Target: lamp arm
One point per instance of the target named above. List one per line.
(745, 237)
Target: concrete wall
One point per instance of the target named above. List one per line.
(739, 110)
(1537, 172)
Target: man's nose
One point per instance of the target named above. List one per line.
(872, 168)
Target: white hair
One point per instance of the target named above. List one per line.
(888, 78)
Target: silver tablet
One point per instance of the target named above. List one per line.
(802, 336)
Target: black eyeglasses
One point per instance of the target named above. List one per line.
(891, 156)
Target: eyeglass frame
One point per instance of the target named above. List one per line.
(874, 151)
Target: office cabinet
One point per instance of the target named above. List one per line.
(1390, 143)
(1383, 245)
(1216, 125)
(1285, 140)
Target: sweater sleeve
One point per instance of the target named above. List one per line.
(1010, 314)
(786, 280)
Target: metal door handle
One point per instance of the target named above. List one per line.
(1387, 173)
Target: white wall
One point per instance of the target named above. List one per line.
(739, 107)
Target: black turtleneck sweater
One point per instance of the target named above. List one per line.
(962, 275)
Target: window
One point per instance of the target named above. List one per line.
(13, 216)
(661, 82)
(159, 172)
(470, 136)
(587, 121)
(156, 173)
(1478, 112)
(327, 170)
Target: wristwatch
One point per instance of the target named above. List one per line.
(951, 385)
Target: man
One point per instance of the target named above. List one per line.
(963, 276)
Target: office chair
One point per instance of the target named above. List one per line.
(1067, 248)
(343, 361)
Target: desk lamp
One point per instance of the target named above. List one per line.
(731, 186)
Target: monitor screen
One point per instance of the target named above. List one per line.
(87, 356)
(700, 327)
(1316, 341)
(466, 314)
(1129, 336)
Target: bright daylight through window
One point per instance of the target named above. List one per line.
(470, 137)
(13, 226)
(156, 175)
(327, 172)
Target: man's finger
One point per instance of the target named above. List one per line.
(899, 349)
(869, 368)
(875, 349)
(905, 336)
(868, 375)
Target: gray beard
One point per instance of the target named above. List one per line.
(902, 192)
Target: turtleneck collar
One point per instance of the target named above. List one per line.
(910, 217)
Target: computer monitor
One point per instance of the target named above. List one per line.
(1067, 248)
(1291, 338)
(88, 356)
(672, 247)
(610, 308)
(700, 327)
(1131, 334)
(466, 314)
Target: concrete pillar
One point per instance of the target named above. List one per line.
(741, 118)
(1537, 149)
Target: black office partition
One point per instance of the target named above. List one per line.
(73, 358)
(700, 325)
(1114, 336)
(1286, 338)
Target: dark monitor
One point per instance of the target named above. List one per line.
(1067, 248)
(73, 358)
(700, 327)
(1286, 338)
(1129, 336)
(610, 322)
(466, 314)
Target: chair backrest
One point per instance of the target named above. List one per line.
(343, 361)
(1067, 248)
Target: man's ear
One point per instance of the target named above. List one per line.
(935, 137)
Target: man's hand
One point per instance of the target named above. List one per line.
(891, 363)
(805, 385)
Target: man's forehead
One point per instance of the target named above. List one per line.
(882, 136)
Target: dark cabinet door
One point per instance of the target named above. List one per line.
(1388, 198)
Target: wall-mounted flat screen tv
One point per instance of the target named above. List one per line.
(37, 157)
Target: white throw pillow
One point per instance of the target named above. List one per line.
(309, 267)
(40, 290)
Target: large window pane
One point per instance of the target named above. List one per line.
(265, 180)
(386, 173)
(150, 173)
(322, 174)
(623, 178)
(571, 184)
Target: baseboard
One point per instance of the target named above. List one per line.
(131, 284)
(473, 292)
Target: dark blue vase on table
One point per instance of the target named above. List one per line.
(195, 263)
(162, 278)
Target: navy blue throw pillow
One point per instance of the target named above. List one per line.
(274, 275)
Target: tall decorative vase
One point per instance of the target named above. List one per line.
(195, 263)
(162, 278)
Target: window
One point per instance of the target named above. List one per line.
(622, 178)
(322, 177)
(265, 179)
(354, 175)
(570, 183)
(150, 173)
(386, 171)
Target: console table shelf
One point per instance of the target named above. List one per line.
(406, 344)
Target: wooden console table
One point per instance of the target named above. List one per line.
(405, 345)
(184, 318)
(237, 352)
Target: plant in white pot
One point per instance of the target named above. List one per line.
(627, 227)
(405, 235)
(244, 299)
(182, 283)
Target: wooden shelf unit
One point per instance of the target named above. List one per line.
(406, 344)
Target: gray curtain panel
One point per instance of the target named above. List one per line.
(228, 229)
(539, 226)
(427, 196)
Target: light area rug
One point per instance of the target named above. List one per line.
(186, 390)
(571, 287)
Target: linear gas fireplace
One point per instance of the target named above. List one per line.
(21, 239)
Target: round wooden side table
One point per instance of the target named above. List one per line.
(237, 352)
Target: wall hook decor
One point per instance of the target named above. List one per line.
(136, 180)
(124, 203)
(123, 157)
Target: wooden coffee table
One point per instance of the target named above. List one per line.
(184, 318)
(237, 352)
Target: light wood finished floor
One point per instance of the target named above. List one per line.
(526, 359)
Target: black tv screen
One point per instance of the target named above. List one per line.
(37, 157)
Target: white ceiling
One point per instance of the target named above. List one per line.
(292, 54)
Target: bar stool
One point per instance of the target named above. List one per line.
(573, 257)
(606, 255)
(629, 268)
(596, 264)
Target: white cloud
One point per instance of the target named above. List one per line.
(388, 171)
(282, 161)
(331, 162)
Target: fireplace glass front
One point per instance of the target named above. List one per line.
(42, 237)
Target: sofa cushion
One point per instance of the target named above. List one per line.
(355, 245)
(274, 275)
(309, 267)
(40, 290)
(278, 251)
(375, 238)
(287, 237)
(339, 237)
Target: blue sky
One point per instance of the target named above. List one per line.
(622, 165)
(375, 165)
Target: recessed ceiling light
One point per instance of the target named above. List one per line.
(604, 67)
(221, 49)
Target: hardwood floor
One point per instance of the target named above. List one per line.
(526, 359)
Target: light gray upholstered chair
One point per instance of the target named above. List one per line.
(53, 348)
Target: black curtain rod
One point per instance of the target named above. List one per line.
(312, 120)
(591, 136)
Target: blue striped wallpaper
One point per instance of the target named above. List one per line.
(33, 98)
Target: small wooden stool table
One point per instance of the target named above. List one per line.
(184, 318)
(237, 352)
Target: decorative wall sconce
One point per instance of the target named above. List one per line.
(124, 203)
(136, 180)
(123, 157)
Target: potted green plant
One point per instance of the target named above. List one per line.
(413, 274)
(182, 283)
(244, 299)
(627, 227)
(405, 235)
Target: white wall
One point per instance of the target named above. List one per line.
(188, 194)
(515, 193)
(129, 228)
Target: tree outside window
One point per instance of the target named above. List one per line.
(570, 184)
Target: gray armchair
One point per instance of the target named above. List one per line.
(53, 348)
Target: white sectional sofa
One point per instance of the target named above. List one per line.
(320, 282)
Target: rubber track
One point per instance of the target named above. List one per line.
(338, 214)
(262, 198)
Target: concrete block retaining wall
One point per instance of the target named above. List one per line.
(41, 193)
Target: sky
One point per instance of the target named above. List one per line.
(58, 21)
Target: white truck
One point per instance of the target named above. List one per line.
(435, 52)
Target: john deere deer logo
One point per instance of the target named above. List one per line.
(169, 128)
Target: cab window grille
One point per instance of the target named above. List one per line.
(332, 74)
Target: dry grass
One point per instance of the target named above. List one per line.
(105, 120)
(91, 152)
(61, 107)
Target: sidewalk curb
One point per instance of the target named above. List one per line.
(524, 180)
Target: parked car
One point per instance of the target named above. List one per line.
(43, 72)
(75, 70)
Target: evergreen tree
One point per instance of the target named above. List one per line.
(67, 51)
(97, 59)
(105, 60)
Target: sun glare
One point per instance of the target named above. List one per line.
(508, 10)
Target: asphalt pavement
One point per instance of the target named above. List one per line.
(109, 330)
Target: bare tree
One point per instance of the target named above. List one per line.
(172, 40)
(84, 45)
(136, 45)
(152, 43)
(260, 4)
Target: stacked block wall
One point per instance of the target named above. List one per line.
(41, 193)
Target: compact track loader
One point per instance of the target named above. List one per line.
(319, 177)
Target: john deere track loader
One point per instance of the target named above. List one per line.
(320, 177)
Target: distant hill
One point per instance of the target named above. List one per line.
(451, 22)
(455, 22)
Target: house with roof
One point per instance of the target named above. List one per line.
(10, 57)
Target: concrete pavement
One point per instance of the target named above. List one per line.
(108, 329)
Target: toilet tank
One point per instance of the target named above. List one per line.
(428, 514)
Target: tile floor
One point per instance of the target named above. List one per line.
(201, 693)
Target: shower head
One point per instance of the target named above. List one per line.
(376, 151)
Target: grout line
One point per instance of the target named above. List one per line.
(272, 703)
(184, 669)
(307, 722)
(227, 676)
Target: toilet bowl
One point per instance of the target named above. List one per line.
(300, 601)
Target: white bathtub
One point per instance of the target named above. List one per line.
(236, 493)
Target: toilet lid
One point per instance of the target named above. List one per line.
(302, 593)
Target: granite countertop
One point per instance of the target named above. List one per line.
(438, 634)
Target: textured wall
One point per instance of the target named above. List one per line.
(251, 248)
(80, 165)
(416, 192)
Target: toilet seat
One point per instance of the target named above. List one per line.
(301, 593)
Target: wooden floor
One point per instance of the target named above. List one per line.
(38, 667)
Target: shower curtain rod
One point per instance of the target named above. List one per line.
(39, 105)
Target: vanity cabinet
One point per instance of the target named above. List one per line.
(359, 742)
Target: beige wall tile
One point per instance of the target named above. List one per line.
== == ==
What is being asked. Copy from the entries only those lines that hold the word "blue".

Response.
Target: dark blue vase on table
Target: navy blue throw pillow
Target: blue sky
Target: blue striped wallpaper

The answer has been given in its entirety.